TASK ITEM: Each of the entries below should be written out exactly as it reads.
═════ GIVEN RECORDS ═════
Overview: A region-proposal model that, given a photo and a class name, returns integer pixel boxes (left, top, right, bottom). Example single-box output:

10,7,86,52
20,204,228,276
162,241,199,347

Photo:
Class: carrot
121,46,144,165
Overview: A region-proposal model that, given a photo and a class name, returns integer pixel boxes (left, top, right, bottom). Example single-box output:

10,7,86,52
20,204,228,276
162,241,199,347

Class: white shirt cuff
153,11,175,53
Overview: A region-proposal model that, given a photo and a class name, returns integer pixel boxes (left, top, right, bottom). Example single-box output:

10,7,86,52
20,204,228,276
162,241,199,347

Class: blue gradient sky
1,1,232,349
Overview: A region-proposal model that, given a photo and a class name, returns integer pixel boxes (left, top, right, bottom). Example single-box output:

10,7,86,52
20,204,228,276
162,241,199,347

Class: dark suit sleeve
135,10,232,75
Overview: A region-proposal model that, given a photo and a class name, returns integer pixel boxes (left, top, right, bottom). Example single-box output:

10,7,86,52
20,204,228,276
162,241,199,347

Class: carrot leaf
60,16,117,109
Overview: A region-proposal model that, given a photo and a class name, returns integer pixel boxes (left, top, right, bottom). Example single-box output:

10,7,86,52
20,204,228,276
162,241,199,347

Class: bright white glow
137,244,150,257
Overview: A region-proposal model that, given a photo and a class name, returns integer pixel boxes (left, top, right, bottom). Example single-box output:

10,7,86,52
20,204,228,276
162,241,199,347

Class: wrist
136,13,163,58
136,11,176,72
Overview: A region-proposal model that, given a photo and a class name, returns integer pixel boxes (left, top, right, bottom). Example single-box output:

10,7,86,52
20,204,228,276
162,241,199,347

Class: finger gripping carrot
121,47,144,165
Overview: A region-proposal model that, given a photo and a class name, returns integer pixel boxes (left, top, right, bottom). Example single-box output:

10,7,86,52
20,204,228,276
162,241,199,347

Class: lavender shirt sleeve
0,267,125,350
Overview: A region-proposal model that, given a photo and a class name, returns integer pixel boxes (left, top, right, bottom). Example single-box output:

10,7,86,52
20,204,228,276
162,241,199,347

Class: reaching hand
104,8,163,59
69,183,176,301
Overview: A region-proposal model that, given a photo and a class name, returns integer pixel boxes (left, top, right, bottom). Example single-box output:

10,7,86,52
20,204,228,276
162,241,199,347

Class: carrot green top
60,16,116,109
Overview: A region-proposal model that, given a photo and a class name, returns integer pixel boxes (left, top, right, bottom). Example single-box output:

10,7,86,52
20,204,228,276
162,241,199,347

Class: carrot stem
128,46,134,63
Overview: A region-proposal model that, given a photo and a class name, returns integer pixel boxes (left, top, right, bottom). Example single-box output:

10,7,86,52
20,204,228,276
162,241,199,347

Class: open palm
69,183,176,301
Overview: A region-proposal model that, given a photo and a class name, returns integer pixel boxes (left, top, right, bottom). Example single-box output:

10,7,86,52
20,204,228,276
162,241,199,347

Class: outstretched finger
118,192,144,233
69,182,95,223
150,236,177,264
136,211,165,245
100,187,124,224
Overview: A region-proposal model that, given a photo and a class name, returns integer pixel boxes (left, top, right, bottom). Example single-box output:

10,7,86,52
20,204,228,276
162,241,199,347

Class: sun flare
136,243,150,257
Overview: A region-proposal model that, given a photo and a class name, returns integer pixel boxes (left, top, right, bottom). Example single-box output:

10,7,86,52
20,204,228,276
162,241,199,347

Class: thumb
═════
EXERCISE RESULT:
Overview: A region-proposal model that, given a photo and a class name, returns integer pixel boxes (left, top, right, bottom). Example single-box output:

10,7,86,52
20,204,228,276
162,241,199,347

Photo:
Class: carrot
121,46,144,165
Overview: A region-proposal model that, given a photo and a class name, returns integer pixel boxes (left, top, right, bottom). Example single-box output:

10,7,86,52
20,204,228,276
162,241,199,347

Class: white shirt cuff
153,11,175,53
Overview: A region-proposal model that, given a photo and a class name, returns integer pixel boxes (left, top, right, bottom). Example single-box output:

10,7,86,52
20,204,228,276
162,241,199,347

Class: blue gradient sky
1,1,232,349
Overview: A region-proposal model that, given a photo and a class name, returns integer pixel boxes (left, top, right, bottom). Example single-box output:

10,7,86,52
20,204,228,276
162,241,199,347

Class: dark suit sleeve
135,10,232,75
Overview: A region-proposal model that, given a photo and a class name, returns integer pixel boxes (left, top, right, bottom). Example single-box output:

10,7,86,52
20,204,228,276
162,241,199,347

Class: carrot leaf
60,16,117,109
Overview: A region-proposal model that, given a photo and a class name, returns integer pixel boxes (left, top, right, bottom). Example single-box output:

10,7,86,52
20,204,228,276
162,241,199,347

Class: bright white glow
137,244,150,257
Overview: A region-proposal model that, given a photo and a class name, returns integer pixel boxes (left, top, right, bottom). Example single-box output:

10,7,86,52
20,204,228,276
162,241,199,347

Class: wrist
136,13,163,58
136,11,176,72
Overview: A region-proposal model that, given a photo and a class name, returns integer pixel boxes (left, top, right, bottom). Example single-box output:

10,7,86,52
20,204,228,276
162,241,199,347

Class: finger gripping carrot
121,47,144,165
Overview: A region-proposal model that, given a photo and a class name, returns integer pixel boxes (left, top, right, bottom). Example single-box output:

10,7,86,52
20,204,228,276
162,241,199,347

Class: lavender shirt sleeve
0,267,125,350
Overview: A region-proposal model that, given a photo and a class name, returns integer pixel boxes (left, top, right, bottom). Example single-box output:

10,7,86,52
20,204,228,276
162,241,199,347

Class: reaching hand
104,8,163,59
69,183,176,301
Overview: A region-proposal model that, given a photo and a class name, returns integer pixel boxes (left, top, right, bottom). Example single-box output:

10,7,86,52
20,204,228,276
162,241,199,347

Class: carrot green top
60,16,116,109
Overview: A region-proposal model that, given a photo and a class name, returns integer pixel boxes (left, top, right, bottom). Example single-box output:

10,7,86,52
20,204,228,276
162,241,199,347

Class: carrot stem
128,46,134,63
Overview: A region-proposal model that, given a photo and a class name, returns integer pixel boxes (left, top, right, bottom). Example single-box output:

10,7,86,52
20,204,228,276
162,241,199,347

Class: open palm
69,183,176,301
Overview: A region-proposal model that, given a photo and a class name, returns integer pixel boxes (left, top, right, bottom). Example single-box output:

10,7,86,52
20,204,228,276
162,241,199,347

Class: outstretched finger
118,192,144,233
69,182,95,223
150,236,177,264
136,211,165,245
100,187,124,224
Overview: A region-proposal model that, given a photo and a class name, returns integer pixel boxes (left, top, right, bottom). Example single-box output:

10,7,86,52
20,204,228,276
162,241,199,347

Class: sun flare
136,243,150,257
Overview: A region-proposal model that, given a photo and a class name, returns integer pixel boxes (left, top, right, bottom). Example single-box output:

10,7,86,52
20,204,228,276
162,241,199,347

Class: thumb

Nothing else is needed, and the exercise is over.